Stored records
BEGIN

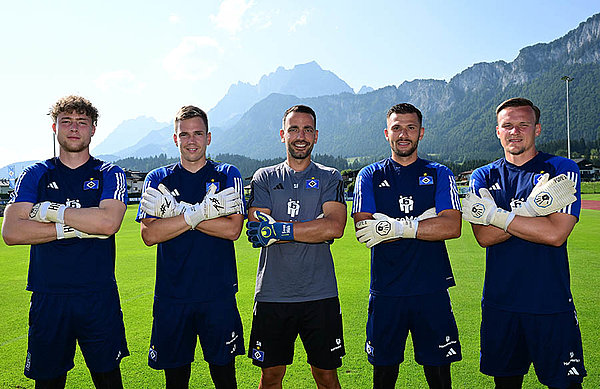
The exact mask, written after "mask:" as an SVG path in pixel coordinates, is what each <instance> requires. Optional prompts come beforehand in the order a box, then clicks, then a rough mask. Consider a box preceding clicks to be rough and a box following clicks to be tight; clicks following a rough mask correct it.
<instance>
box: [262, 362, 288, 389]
mask: <svg viewBox="0 0 600 389" xmlns="http://www.w3.org/2000/svg"><path fill="white" fill-rule="evenodd" d="M285 368H286V367H285V365H283V366H273V367H266V368H263V369H262V372H261V375H260V383H259V384H258V389H267V388H268V389H281V382H282V381H283V376H284V375H285Z"/></svg>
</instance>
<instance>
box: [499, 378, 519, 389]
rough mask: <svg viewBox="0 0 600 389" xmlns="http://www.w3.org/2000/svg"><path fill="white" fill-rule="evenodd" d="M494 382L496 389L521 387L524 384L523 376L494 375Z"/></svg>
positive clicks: (506, 388) (509, 388)
mask: <svg viewBox="0 0 600 389" xmlns="http://www.w3.org/2000/svg"><path fill="white" fill-rule="evenodd" d="M494 383H495V384H496V387H495V388H496V389H521V387H522V386H523V376H522V375H517V376H512V377H494Z"/></svg>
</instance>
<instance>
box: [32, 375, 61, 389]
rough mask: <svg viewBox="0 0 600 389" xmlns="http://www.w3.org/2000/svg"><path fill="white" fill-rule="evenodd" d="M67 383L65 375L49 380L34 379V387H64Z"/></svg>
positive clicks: (53, 387) (37, 388) (39, 388)
mask: <svg viewBox="0 0 600 389" xmlns="http://www.w3.org/2000/svg"><path fill="white" fill-rule="evenodd" d="M66 383H67V375H66V374H65V375H63V376H60V377H58V378H53V379H51V380H35V389H64V387H65V384H66Z"/></svg>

END

• **Requirement**
Transcribe the lines above character for character, leaving any picture out of your answer.

• **Finished task**
The exact mask, written after "mask:" as an SVG path in pixel coordinates, is what each <instance> requires. Optional prompts come beforehand in the order a box, then clicks, then a rough mask. Consider a box preceding clicks to be rough and a box following clicks to be tight; clicks following a rough mask correct it.
<instance>
box: [262, 362, 288, 389]
mask: <svg viewBox="0 0 600 389" xmlns="http://www.w3.org/2000/svg"><path fill="white" fill-rule="evenodd" d="M285 368H286V367H285V365H283V366H273V367H266V368H263V369H262V372H261V375H260V383H259V384H258V389H267V388H268V389H281V382H282V381H283V376H284V375H285Z"/></svg>
</instance>
<instance>
box: [499, 378, 519, 389]
rough mask: <svg viewBox="0 0 600 389" xmlns="http://www.w3.org/2000/svg"><path fill="white" fill-rule="evenodd" d="M494 382L496 389L521 387L524 384L523 376L494 375Z"/></svg>
positive clicks: (506, 388) (509, 388)
mask: <svg viewBox="0 0 600 389" xmlns="http://www.w3.org/2000/svg"><path fill="white" fill-rule="evenodd" d="M494 383H495V384H496V387H495V388H496V389H521V387H522V386H523V376H522V375H517V376H512V377H494Z"/></svg>
</instance>
<instance>
box: [32, 375, 61, 389]
rough mask: <svg viewBox="0 0 600 389" xmlns="http://www.w3.org/2000/svg"><path fill="white" fill-rule="evenodd" d="M67 383L65 375L49 380L34 379V387H64Z"/></svg>
positive clicks: (53, 387) (37, 388) (39, 388)
mask: <svg viewBox="0 0 600 389" xmlns="http://www.w3.org/2000/svg"><path fill="white" fill-rule="evenodd" d="M66 383H67V375H66V374H65V375H63V376H60V377H58V378H53V379H51V380H35V389H64V387H65V384H66Z"/></svg>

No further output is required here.